● Aim: Pull every line from the records below and reproduce each one without any change.

● Labeled-object pointing entries:
--------------------------------------------------

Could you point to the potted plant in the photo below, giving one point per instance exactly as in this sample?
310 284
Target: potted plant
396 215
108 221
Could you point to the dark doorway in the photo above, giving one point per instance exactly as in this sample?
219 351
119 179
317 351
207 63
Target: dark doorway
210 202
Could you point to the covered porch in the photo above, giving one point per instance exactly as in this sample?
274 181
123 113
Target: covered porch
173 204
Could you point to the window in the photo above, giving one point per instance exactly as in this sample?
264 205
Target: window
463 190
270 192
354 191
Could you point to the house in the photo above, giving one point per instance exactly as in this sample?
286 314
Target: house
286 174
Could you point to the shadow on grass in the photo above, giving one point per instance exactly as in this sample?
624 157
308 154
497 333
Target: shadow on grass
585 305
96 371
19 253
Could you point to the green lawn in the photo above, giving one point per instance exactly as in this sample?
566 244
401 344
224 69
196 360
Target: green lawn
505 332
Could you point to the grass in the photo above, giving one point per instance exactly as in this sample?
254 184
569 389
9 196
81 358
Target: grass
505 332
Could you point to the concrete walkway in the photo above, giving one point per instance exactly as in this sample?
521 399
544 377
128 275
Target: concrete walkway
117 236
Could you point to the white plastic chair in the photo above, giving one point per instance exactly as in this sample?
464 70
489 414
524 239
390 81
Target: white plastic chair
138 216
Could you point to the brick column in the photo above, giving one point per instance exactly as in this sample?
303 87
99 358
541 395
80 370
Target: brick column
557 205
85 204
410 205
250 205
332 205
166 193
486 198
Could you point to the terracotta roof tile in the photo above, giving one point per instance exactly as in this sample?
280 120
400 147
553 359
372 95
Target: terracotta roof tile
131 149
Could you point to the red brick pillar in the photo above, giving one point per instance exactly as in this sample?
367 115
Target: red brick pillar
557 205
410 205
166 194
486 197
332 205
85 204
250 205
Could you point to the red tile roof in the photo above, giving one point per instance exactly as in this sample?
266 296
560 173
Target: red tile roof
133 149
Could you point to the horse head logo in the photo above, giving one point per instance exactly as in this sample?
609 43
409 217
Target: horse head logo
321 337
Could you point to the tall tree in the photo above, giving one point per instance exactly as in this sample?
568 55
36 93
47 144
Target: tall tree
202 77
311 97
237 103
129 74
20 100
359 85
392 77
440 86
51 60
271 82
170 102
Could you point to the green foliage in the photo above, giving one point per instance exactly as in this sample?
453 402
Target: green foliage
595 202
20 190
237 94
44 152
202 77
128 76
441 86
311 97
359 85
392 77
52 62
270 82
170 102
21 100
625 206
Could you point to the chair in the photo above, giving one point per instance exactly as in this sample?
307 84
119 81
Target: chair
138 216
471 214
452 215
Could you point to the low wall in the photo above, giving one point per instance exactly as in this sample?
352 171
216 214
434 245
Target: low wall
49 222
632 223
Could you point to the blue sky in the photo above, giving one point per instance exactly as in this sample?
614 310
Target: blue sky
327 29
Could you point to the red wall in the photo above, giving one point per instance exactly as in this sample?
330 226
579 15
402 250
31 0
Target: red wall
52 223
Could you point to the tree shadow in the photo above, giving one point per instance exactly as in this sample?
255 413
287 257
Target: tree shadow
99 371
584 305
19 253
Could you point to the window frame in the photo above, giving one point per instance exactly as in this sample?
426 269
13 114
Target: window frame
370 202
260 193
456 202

--------------------------------------------------

● Answer to the exercise:
Could you point to the potted plant in the photo below, giving one point per instance exactly as in this sample?
310 284
Target: potted plant
396 215
108 221
Could you point to the dark doorway in the photo above, giving one point per instance exactly as in this sample?
219 351
119 179
317 351
207 63
Target: dark doorway
210 202
Could you point to the covered porch in the photo above, giving one point per instance exactly as in this sample?
274 181
123 113
Target: covered porch
173 204
Could you point to the window in the photo above, giving one point per instance exactly as in this sample?
264 205
Target: window
463 190
270 192
354 191
Could you point to the house in the photo above, giving one point per instance exactly as in this sample?
286 314
Target: house
286 174
Could you point to the shadow on grass in the photo above, giving one point per instance exactly as in this sample?
624 157
308 154
497 333
Target: shadow on grass
585 305
96 371
19 253
Could you point to the green lawn in the photo above, giving one point per instance exactly as in this sample?
566 244
401 344
224 69
196 360
Target: green lawn
505 332
Could you point to the grass in the photo above, giving one point per instance exactly as in this sample?
254 184
569 389
9 196
81 358
Target: grass
505 332
Could you point to the concrete walkway in the photo above, giving one point per instance exactly as in this sample?
521 399
544 377
128 275
Target: concrete walkway
117 236
Could you point to the white plastic chair in the photo above, giving one point per instance exactly as in this sample?
464 70
489 414
524 239
390 81
Target: white plastic chair
138 216
Could you point to the brick column in the photo above, giving one point per instance exactly as in this sample?
303 87
99 358
541 395
80 370
Target: brick column
557 205
85 204
410 205
250 205
332 205
166 193
486 198
Could you point to the terracotta roof tile in the photo above, giving one point per instance exactly as in this sample?
280 120
400 147
553 359
372 95
Target: terracotta roof tile
131 149
Could you point to the red brick pillar in the photo above, giving one point per instance exactly as in this sample?
367 115
Target: red brick pillar
557 205
410 205
166 194
486 197
332 205
85 204
250 205
Could you point to the red tile roof in the photo above, giving one point per instance exactly as in this sample?
266 296
560 173
Target: red tile roof
133 149
Could you point to the horse head logo in the photo above, giving one point per instance exactly as in this sample?
609 43
409 217
Target: horse head logo
321 337
Could you point to the tall tree in the photo above, giving one point per instance exactly as in this sample?
568 55
36 93
47 144
Target: tall tree
202 77
311 97
237 103
129 74
20 100
359 85
392 77
440 86
51 60
271 82
170 102
Could you point to the green foliage in the photo above, giving one point per instance exactly as in this sample?
453 402
Target: green foliage
595 202
20 190
237 94
44 152
202 77
128 76
441 86
311 97
359 85
392 77
52 62
270 82
170 102
21 100
625 206
Could you point to the chair in the photo above, giving one point per instance exactly as in this sample?
307 84
119 81
Target: chair
138 216
471 214
452 215
Could you point to the low wall in the photo above, giving one point per instance exactly as in this sample?
352 171
216 214
434 245
Target: low wall
49 222
632 223
Could you point to the blue sky in the photo above, giving one point per instance exactly as in this sample?
614 310
Target: blue sky
327 29
Could you point to the red wall in the photo above, giving one point per instance exactly as in this sample?
330 226
579 15
402 250
31 0
Target: red wall
52 223
Could you point to the tree shadow in the photo above, giving one point per instance exactly as in this sample?
255 413
287 257
Target: tree shadow
99 371
584 305
19 253
Could you point to the window frame in the photo above, giving one point per instance exactly as in this sample?
426 269
13 114
Target: window frame
370 202
260 193
456 202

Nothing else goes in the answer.